▶ _Extract_:
· · ·
A Brief History of Windfuckers
January 29, 2022 8:30 AM   Subscribe

“Back in the sixteenth century, kestrels were known as windfuckers and fuckwinds.”
posted by oulipian (18 comments total) 28 users marked this as a favorite
 
I immediately wondered about the long-s question and so was glad to see that wind sucked out of that theory.

Also here is a random EDM song called Fuckwind that I'm guessing isn't related but maybe Tommy Trash was trying to capture in music his love of kestrels.
posted by cortex at 8:41 AM on January 29, 2022 [3 favorites]


will have you believe that those windfucker and fuckwind nicknames for the kestrel are actually misreadings: they come from a time when the archaic long S character < ſ > was often used to be used in place of < s > at the beginnings and middles of words,
If you have access to a manuscript copy of A Midsummer Night’s Dream, it’s always pleasing to read Bottom’s reassurance to Quince (Act I, scene ii) that his roaring as a lion will not affright the ladies in the audience:

“I grant you, friends, if you should fright the ladies out of their wits, they would have no more discretion but to hang us, but I will aggravate my voice so that I will
roar you as gently as any sucking dove. I will roar you an 'twere any nightingale.”
posted by ricochet biscuit at 8:52 AM on January 29, 2022 [3 favorites]


I guess this means Ken Loach has to retitle Kes to "Fuckwind and Billy."
posted by mandolin conspiracy at 8:55 AM on January 29, 2022 [1 favorite]


Awesome. I play D&D weekly via Roll20. My character right now is a level 4 Wizard with a familiar that also happens to be a kestrel. My bird has a new name!
· · ·
▶ _Dataset content_:
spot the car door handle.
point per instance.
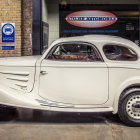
· · ·
▶ _Exercise tasks_:
- A) Reproduce the part of the kestrel thread starting at "Also here is" and ending at "love of kestrels.".
- B) Summarize the kestrel thread in two sentences.

▶ _Full answers_:
- A)
Also here is a random EDM song called Fuckwind that I'm guessing isn't related but maybe Tommy Trash was trying to capture in music his love of kestrels.

- B) The thread quotes a claim that in the sixteenth century kestrels were known as windfuckers and fuckwinds, and commenters take up the idea that these names were misreadings of the archaic long s, with one glad the theory was knocked down and another quoting a line from A Midsummer Night's Dream. Others joke about the names, mentioning an EDM song called Fuckwind, a retitled Kes, and a D&D wizard's kestrel familiar that now has a new name.